### Stated problem
Rewrite everything from the line containing "In the photo above, where can the person" down to the line containing "column 6, row 25", putting "black suit" wherever "dark suit" appears and leaving all else unchanged.

### Stored records
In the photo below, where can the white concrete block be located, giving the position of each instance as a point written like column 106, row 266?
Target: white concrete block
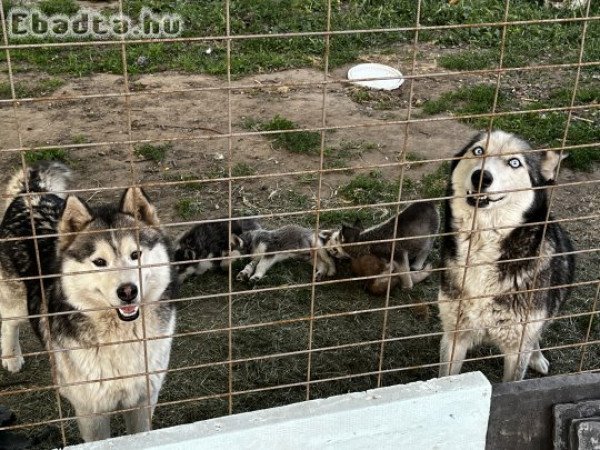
==
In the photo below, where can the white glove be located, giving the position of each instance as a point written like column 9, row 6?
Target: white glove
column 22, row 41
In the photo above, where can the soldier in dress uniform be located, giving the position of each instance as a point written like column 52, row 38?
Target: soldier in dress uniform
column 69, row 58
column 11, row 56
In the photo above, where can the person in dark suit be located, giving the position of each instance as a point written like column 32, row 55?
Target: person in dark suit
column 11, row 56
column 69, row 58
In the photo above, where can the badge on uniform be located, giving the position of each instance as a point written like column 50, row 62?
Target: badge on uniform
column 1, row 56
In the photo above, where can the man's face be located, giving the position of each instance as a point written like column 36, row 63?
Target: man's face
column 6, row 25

### Result below
In the photo above, where can the person in black suit be located, giving the position of each instance as a point written like column 32, row 55?
Target: person in black suit
column 11, row 56
column 69, row 58
In the photo above, where can the badge on uniform be located, giving the position of each instance as a point written like column 50, row 62?
Target: badge on uniform
column 1, row 56
In the photo above, where can the man's face be located, giving the position of each instance as a point written like column 36, row 63?
Target: man's face
column 6, row 25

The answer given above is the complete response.